EXERCISE OBJECTIVE —
Reproduce everything from the line containing "of the **clear" down to the line containing "0L0 2L0 45L67", both included, character for character.
********
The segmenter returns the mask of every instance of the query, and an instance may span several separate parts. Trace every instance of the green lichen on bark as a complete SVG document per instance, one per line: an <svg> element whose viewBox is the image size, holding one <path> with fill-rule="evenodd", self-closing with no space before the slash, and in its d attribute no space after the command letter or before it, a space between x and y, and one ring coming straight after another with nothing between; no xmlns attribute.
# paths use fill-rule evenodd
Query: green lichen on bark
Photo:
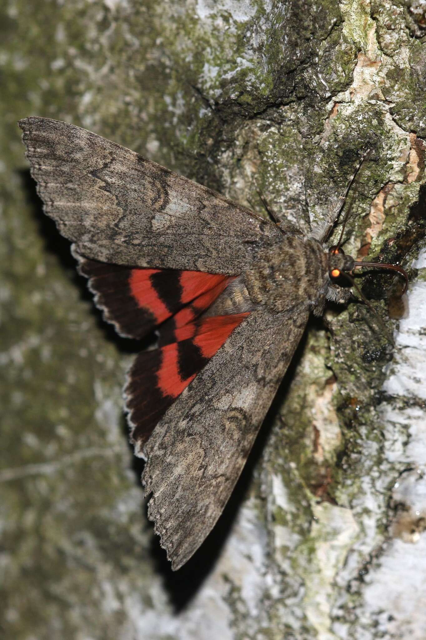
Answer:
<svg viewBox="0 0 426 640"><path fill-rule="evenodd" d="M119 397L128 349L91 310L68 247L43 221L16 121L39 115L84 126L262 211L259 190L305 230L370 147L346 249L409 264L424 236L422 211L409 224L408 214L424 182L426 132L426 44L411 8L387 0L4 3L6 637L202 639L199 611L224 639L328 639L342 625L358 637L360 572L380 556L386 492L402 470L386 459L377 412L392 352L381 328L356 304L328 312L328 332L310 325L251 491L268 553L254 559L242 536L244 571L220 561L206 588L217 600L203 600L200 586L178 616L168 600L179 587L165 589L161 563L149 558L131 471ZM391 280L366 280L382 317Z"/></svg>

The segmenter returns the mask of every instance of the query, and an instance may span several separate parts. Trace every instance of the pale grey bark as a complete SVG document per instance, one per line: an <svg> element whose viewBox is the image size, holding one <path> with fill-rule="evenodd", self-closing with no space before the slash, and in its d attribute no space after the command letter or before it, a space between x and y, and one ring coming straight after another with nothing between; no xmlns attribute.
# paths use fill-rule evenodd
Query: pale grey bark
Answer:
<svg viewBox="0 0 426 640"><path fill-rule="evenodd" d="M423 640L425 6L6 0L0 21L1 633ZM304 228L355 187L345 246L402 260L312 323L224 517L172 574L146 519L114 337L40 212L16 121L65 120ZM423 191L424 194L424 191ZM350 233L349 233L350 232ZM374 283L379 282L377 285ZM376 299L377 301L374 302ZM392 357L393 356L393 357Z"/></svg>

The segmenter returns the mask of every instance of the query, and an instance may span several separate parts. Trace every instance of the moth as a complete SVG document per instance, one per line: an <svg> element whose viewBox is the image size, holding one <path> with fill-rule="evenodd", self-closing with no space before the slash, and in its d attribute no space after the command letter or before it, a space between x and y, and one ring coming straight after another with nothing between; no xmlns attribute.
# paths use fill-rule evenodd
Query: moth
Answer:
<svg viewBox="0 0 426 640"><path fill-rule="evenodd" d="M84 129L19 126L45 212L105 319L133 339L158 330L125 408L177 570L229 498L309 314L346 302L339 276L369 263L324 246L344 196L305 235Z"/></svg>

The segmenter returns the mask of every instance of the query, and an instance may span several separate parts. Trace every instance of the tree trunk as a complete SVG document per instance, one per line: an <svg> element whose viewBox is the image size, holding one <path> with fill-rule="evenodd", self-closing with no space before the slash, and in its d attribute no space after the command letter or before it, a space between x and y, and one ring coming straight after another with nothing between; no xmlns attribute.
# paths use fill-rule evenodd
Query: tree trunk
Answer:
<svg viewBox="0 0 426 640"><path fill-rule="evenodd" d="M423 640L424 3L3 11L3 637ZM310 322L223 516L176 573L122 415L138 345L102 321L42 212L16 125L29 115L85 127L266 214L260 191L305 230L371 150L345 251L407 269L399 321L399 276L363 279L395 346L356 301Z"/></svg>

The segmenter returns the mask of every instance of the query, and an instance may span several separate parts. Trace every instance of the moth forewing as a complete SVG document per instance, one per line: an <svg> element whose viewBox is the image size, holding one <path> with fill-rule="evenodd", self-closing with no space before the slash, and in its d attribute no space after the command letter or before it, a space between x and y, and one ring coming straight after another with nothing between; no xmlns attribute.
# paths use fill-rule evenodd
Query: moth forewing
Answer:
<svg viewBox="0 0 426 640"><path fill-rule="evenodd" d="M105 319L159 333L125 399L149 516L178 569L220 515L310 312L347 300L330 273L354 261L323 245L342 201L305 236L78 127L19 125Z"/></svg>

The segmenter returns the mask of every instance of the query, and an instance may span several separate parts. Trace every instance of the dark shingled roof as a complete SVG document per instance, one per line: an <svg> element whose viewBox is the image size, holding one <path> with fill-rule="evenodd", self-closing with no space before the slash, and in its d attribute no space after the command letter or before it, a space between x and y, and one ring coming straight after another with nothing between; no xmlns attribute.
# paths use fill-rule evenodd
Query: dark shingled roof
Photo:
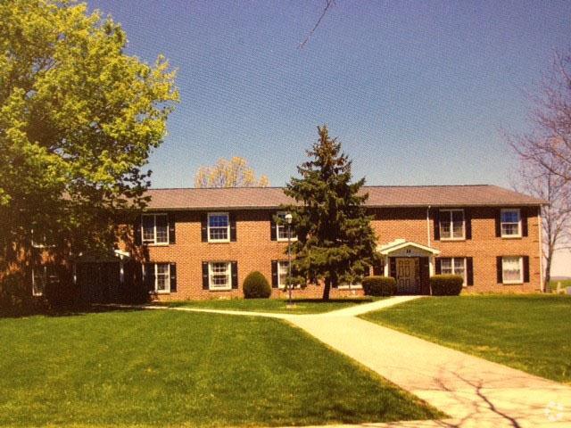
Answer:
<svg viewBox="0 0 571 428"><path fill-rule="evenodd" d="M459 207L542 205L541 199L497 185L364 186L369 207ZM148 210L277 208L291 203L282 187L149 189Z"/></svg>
********
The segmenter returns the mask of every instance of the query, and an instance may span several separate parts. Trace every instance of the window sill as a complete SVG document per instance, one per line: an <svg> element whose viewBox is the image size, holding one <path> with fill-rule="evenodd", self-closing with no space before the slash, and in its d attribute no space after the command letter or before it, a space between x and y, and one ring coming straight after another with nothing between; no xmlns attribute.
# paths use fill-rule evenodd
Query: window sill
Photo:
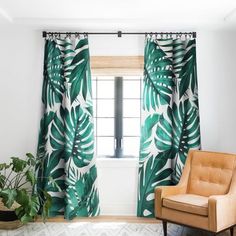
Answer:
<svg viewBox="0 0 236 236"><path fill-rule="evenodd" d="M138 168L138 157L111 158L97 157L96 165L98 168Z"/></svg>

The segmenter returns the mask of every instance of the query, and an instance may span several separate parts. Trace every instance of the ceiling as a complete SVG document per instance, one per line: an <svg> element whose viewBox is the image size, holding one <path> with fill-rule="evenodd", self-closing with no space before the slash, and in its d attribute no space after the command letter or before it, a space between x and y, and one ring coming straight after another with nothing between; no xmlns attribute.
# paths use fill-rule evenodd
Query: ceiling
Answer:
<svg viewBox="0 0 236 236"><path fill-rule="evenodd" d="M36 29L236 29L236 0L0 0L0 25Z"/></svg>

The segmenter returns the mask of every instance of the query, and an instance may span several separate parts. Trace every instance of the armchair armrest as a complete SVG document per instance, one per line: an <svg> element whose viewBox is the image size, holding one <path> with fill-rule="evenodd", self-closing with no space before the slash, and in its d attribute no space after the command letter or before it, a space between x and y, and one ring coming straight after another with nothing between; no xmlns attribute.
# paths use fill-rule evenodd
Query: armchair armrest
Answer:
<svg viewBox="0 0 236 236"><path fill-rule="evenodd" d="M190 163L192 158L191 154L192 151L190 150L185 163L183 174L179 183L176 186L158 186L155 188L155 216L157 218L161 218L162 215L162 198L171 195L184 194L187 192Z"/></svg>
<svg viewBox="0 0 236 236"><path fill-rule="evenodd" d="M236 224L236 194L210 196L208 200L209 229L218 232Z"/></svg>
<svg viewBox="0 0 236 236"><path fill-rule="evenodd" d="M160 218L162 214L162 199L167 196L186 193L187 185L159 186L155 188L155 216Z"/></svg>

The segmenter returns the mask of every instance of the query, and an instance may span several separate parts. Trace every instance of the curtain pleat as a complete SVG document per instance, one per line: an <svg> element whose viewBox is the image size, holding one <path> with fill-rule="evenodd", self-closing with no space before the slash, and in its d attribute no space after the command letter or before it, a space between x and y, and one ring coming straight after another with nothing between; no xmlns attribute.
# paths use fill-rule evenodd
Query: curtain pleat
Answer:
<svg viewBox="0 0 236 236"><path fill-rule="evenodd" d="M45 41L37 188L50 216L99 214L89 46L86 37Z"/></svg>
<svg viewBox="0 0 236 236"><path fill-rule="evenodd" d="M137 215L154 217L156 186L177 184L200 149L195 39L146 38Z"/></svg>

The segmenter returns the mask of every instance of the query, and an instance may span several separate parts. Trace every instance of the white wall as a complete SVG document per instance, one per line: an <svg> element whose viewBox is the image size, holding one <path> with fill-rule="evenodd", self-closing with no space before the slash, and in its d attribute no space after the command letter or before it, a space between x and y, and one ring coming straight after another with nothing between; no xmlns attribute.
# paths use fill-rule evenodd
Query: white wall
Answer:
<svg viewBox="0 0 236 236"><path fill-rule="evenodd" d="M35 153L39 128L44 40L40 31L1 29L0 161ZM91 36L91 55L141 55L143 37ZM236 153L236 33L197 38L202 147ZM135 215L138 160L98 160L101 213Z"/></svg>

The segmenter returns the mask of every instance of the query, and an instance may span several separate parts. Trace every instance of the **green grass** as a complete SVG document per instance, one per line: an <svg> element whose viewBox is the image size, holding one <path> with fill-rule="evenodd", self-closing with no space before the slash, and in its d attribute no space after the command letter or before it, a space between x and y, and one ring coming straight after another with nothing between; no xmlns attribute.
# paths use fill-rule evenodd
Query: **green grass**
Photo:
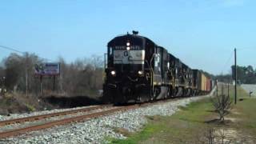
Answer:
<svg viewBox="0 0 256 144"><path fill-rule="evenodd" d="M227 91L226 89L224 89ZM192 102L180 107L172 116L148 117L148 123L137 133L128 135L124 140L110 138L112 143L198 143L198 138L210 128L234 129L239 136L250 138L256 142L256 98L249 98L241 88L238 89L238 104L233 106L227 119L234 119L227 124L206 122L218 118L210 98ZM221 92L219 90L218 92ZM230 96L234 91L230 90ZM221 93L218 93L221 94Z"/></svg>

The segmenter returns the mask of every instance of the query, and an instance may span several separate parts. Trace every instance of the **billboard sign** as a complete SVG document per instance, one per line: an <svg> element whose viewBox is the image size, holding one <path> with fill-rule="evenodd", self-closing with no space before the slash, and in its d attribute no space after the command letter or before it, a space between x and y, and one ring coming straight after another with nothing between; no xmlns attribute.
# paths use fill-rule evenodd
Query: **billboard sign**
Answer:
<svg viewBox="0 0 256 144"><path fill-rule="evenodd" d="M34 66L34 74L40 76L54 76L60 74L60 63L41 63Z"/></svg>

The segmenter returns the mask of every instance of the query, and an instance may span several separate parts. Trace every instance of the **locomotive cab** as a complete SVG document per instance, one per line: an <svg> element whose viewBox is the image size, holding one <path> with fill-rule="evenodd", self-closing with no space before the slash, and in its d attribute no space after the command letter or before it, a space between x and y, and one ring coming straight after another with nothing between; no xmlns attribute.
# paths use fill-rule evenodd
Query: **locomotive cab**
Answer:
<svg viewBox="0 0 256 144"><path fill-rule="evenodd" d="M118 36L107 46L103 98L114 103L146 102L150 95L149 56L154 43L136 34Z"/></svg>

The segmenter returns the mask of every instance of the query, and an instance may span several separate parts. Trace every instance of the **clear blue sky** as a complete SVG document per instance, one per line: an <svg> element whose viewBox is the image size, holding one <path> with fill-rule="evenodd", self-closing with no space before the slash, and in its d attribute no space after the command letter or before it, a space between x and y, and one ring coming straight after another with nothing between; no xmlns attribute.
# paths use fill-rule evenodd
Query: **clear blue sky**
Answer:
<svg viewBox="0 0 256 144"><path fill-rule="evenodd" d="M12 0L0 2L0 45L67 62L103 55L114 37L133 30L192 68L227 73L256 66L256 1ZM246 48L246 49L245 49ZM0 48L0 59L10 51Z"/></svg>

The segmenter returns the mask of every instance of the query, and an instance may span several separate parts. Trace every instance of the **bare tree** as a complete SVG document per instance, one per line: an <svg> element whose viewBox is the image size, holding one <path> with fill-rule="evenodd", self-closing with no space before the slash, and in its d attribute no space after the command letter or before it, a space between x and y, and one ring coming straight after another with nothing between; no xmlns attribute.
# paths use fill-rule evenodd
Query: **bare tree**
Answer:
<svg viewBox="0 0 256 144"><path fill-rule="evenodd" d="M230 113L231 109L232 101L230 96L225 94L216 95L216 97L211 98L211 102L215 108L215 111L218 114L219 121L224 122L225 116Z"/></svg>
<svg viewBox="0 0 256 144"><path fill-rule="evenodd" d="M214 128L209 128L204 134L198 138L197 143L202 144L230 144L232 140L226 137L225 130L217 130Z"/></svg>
********
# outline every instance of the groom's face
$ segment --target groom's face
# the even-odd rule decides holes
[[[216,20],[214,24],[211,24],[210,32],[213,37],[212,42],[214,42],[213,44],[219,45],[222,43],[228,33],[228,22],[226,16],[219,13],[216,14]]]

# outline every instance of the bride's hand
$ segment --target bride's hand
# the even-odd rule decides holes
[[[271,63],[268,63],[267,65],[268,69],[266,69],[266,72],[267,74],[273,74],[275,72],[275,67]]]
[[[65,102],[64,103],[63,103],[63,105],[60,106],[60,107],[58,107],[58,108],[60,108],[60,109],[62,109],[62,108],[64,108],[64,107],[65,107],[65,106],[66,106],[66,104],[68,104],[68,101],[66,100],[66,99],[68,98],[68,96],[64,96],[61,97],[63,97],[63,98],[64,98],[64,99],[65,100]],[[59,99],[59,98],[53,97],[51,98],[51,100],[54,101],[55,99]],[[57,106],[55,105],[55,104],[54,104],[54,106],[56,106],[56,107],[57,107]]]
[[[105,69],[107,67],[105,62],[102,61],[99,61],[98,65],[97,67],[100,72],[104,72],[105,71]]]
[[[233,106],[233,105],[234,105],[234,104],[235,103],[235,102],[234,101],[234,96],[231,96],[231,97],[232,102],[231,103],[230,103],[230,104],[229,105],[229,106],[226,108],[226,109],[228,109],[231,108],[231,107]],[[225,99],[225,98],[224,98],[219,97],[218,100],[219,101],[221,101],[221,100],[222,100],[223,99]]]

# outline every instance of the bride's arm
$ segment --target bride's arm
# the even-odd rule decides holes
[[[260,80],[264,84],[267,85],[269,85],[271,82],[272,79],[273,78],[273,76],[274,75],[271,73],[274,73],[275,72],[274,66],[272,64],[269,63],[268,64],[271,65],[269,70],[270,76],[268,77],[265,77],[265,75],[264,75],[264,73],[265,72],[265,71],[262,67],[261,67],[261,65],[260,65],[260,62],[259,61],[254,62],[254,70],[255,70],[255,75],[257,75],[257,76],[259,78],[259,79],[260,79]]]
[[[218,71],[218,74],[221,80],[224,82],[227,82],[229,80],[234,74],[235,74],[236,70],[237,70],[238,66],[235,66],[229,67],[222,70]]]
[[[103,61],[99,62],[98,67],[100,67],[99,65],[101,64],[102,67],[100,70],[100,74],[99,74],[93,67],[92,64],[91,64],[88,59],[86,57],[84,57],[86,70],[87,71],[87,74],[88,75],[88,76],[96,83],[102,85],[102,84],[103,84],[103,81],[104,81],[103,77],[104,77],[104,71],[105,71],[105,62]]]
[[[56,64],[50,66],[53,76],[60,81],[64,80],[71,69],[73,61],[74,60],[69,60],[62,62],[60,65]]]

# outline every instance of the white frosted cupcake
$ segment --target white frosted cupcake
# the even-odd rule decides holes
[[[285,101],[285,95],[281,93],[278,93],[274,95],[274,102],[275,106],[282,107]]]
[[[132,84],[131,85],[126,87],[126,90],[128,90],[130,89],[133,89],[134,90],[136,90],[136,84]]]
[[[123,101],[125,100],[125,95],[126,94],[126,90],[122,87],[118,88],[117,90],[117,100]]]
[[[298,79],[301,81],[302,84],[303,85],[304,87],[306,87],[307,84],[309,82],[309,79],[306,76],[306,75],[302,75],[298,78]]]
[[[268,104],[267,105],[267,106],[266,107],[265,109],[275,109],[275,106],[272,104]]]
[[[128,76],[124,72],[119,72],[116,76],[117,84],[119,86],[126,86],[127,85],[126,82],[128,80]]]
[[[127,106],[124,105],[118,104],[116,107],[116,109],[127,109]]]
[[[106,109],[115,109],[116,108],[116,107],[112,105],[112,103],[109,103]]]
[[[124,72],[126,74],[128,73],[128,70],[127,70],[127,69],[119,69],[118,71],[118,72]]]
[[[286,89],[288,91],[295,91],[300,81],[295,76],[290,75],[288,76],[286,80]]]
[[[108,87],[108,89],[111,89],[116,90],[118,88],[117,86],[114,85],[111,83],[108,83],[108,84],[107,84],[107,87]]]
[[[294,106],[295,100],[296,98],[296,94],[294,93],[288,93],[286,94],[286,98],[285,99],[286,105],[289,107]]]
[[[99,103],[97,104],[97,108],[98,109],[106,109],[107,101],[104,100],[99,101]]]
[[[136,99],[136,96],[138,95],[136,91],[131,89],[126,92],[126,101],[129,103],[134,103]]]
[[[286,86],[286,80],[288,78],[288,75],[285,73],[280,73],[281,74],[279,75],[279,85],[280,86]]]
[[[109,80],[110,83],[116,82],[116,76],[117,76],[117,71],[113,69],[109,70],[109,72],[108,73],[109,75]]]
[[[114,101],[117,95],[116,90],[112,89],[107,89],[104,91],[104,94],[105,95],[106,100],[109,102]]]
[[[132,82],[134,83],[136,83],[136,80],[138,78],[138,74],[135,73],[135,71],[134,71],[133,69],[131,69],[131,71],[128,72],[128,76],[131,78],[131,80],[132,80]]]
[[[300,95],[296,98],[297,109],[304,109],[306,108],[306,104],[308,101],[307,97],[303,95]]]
********
RESULT OF THIS EXERCISE —
The segmenter returns the mask of every instance of the query, and an instance may span several separate parts. Trace every instance of the **clear blue sky** as a complete SVG document per instance, one per line: an <svg> element whose viewBox is the image size, holding one <path> with fill-rule="evenodd", self-closing with no space before the slash, and in its d attribute no space after the command letter or before it, a space between x and y, and one ring coming straight after another with nothing between; no xmlns attribute.
# paths use fill-rule evenodd
Query: **clear blue sky**
Answer:
<svg viewBox="0 0 256 144"><path fill-rule="evenodd" d="M12 0L0 2L0 45L67 62L103 55L114 37L133 30L192 68L227 73L256 66L256 1ZM246 48L246 49L245 49ZM0 48L0 59L10 51Z"/></svg>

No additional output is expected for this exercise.